#### Written problem a
In the Nortel news item, give everything from "Nortel Networks last" down to "California-based Dell'Oro Group." again, swapping "stock" for "cash".

[Page extract start]

Stories by Jim Duffy

Nortel bags Alteon for $US7.8 billion

Nortel Networks last Friday announced a definitive agreement to acquire Alteon WebSystems for $US7.8 billion in stock. Alteon is the leading supplier of Web content switches, according to the California-based Dell'Oro Group.

New 3Com President: A Lot More Than NICs

It's been about seven months since IBM Corp. and Digital Equipment Corp. veteran Bruce Claflin took the reins of president and chief operating officer at 3Com Corp. Claflin reflected on his first seven months and shared some of his goals for the company with Network World Senior Editor Jim Duffy.
Q. After seven months, what are your impressions of 3Com?
A. What I found is what I expected, which is good. When I joined I knew that the industry was exciting, it had enormous growth and there was more innovations going on than was going on in the systems business, and that was very appealing to me. The systems business had become somewhat predictable, it wasn't growing as rapidly and the core technologies were owned by a few people who seemed to be driving the industry.
In networking, it's different. More growth, much more innovation, no one dominates any particular technology, there's still lots of room for innovation and for people's relative positions to change. I found that invigorating. 3Com, within it, a company with large size, great scale, enormous presence in the industry particularly at the edge, which is our strength... Good brand, particularly with people who make networking decisions. Good technology. I had not understood just what an innovator the company was at technology.

[Page extract end]
[Record extracts start]

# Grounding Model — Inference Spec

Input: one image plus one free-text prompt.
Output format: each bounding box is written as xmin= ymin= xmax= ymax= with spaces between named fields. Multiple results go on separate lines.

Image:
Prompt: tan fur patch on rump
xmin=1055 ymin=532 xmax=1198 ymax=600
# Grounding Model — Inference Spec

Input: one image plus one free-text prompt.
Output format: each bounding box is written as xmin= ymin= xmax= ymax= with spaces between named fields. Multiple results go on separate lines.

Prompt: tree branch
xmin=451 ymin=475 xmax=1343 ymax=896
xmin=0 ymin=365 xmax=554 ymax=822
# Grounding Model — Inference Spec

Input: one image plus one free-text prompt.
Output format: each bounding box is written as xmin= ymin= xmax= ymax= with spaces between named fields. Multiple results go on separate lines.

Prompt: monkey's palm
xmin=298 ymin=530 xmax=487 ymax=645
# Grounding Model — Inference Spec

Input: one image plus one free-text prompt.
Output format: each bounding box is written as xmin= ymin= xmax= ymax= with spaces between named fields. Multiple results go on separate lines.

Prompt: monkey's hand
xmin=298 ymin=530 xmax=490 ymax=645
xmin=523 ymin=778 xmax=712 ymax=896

[Record extracts end]

#### Written problem b
Output everything from the first line of the entries down to the line containing "xmin=298 ymin=530 xmax=487 ymax=645" as a numbered list, leaving out blank lines.

#### Written response a
Nortel Networks last Friday announced a definitive agreement to acquire Alteon WebSystems for $US7.8 billion in cash. Alteon is the leading supplier of Web content switches, according to the California-based Dell'Oro Group.

#### Written response b
1. # Grounding Model — Inference Spec
2. Input: one image plus one free-text prompt.
3. Output format: each bounding box is written as xmin= ymin= xmax= ymax= with spaces between named fields. Multiple results go on separate lines.
4. Image:
5. Prompt: tan fur patch on rump
6. xmin=1055 ymin=532 xmax=1198 ymax=600
7. # Grounding Model — Inference Spec
8. Input: one image plus one free-text prompt.
9. Output format: each bounding box is written as xmin= ymin= xmax= ymax= with spaces between named fields. Multiple results go on separate lines.
10. Prompt: tree branch
11. xmin=451 ymin=475 xmax=1343 ymax=896
12. xmin=0 ymin=365 xmax=554 ymax=822
13. # Grounding Model — Inference Spec
14. Input: one image plus one free-text prompt.
15. Output format: each bounding box is written as xmin= ymin= xmax= ymax= with spaces between named fields. Multiple results go on separate lines.
16. Prompt: monkey's palm
17. xmin=298 ymin=530 xmax=487 ymax=645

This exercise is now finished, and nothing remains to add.